■ **Stored records**:
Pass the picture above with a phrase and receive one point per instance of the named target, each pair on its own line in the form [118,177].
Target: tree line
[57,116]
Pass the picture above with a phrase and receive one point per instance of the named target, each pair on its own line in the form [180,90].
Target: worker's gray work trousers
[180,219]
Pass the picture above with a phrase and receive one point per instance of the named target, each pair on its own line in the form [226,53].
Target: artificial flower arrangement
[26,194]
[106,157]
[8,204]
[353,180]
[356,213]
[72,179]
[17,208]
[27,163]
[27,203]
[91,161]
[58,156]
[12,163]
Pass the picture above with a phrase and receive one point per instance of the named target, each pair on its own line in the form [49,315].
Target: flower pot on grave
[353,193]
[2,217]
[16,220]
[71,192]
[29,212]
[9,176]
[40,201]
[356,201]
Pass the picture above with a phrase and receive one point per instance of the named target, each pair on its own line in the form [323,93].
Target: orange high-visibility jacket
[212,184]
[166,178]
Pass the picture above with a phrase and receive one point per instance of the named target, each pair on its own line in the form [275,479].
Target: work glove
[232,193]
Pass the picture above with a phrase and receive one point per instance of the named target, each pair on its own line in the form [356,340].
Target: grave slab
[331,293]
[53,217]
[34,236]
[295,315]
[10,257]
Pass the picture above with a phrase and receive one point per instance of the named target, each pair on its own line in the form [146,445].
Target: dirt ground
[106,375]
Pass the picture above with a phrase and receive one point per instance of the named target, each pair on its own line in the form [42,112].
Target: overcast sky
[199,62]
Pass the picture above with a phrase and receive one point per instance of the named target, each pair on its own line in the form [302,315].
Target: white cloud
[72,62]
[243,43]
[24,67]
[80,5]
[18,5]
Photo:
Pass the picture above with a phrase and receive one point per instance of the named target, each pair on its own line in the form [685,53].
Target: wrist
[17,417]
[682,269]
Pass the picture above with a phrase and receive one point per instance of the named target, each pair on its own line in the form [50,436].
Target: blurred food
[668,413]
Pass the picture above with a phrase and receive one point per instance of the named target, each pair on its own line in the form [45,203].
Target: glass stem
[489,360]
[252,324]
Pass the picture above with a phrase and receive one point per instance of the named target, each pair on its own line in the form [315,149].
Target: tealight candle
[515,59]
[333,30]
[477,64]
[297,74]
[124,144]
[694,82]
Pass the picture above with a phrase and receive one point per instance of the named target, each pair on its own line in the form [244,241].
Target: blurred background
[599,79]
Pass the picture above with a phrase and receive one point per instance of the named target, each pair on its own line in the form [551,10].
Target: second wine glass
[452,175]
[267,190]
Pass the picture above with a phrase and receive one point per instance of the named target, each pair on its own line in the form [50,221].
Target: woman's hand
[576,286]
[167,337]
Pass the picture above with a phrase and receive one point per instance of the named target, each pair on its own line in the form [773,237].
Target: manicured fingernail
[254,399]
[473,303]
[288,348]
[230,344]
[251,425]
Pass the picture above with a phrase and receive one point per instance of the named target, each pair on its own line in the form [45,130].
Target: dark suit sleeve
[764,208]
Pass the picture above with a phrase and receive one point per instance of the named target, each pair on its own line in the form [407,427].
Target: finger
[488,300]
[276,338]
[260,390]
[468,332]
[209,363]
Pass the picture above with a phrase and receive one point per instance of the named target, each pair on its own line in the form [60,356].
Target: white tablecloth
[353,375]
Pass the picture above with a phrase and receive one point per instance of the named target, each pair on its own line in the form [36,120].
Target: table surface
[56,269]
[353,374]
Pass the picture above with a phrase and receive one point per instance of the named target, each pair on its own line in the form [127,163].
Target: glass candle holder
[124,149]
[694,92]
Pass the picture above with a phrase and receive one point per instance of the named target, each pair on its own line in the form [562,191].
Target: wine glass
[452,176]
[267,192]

■ **What you should do**: Reproduce every line of the material unchanged, beginning with the line that contains "the form [773,237]." and continuing through the final line of the material.

■ **Exercise output**:
Pass the picture above with a phrase and receive one point per instance of the named target, each pair on its own line in the form [773,237].
Target: manicured fingernail
[254,399]
[473,303]
[288,348]
[230,344]
[251,425]
Pass the picture above with a phrase and receive one point per instance of the named target, each pair on its own line in the form [45,130].
Target: dark suit sleeve
[764,208]
Pass the picture above with a phrase and receive one point per instance of the named target, each pair on its own line in the form [407,427].
Target: finger
[488,300]
[276,338]
[260,390]
[468,332]
[209,363]
Pass the picture above with a phrase and receive one point per instance of the named target, each pair on its own line in the form [60,356].
Target: white tablecloth
[353,375]
Pass the picture above with a phrase and receive one point per instance of the named target, each pair on its own line in the form [36,120].
Target: table surface
[56,269]
[353,374]
Pass the picture above with a phrase and receive one point per instance of the named target, each pair on its own line in the form [127,163].
Target: glass candle holder
[124,149]
[694,92]
Pass the picture above with a phrase and receive one point per instance of the named target, each pair on its own line in the form [562,191].
Target: wine glass
[452,176]
[267,192]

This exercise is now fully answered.